→ **WHAT IS ASKED**: Print all of the data below word for word, leaving out the pictures.

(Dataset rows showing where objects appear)
|---|

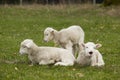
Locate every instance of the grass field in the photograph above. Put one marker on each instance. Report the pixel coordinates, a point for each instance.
(101, 25)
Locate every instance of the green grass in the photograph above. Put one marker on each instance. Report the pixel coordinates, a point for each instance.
(101, 25)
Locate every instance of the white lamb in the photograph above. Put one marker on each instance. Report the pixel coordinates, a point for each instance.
(46, 55)
(90, 55)
(68, 38)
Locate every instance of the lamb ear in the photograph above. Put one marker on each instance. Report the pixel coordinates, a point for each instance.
(28, 45)
(98, 45)
(52, 32)
(82, 45)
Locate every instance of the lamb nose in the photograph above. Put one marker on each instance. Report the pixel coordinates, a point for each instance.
(91, 52)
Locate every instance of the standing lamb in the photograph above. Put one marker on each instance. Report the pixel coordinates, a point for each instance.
(68, 38)
(46, 55)
(90, 55)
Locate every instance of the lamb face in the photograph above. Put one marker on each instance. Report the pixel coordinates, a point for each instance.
(48, 34)
(25, 45)
(90, 48)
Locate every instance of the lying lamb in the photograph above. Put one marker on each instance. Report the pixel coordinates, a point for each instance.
(90, 55)
(46, 55)
(68, 38)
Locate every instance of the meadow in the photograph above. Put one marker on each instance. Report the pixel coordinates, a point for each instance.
(101, 25)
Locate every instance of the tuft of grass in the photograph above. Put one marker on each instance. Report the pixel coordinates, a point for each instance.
(20, 22)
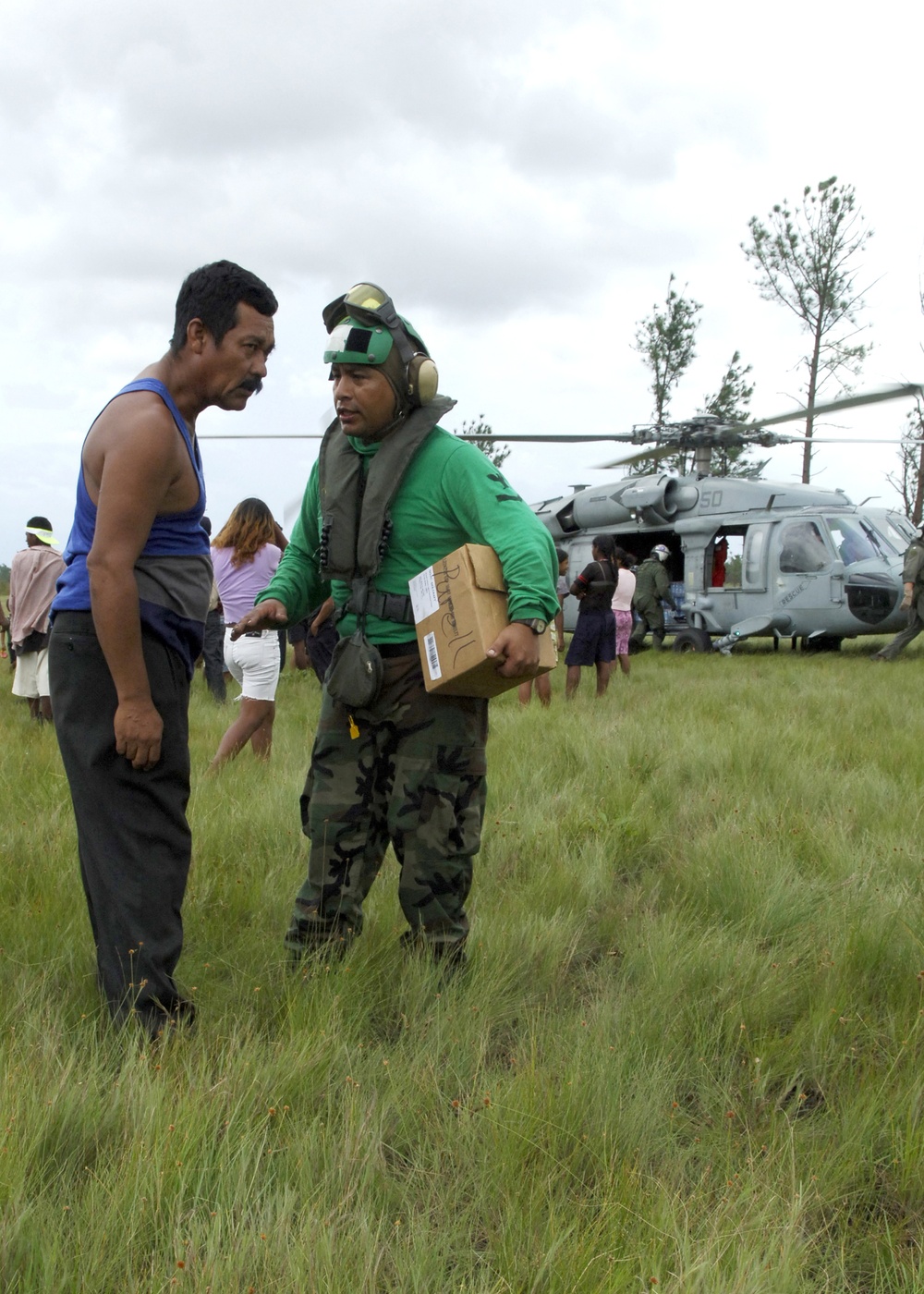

|---|

→ **ANSWER TO THIS PROBLEM**:
Locate every instance of the grass field in the photograph above. Put one marker on each instance. Report the pixel coordinates, a point for each instance.
(101, 25)
Locate every instance of the green grass in the photograph above. Put one marker on each instance. Report the pixel coordinates, a point for each instance.
(101, 25)
Locate every instance of the white lamb in the photograph above. Put one marker on each instance. Report the pixel coordinates, a point for each instance.
(46, 55)
(90, 55)
(68, 38)
Locate every instance of the lamb ear in the photograph above. Put one marker on each instance. Report the pixel coordinates, a point for each instance.
(28, 45)
(98, 45)
(52, 32)
(82, 45)
Locate every instance of the lamb nose in the photograph above. Put one marker on each instance. Report the pixel coordinates, a point for each instance.
(91, 52)
Locate every instance of the standing lamb in the photograph above. Put one marker on each instance. Report the pixel coordinates, a point for each instance.
(68, 38)
(46, 55)
(90, 55)
Locate every instance of the lamb face in the photograph above. Put one marker on each instance. Report the pixel coordinates, a point for each instance.
(48, 34)
(25, 45)
(90, 48)
Locate every instance of the lying lamb in the photograph above. Put one marker on each instance. Report the pixel coordinates, a point for each instance.
(90, 55)
(46, 55)
(68, 38)
Locate every instance of the meadow in the photograph above. Put one marker on each instance. Report the pixel coordinates, a point for each instance.
(101, 25)
Locate every instance of the tuft of grass in the photograph above. Put one marker on each instance. Report the pixel coordinates, a point for each instance.
(20, 22)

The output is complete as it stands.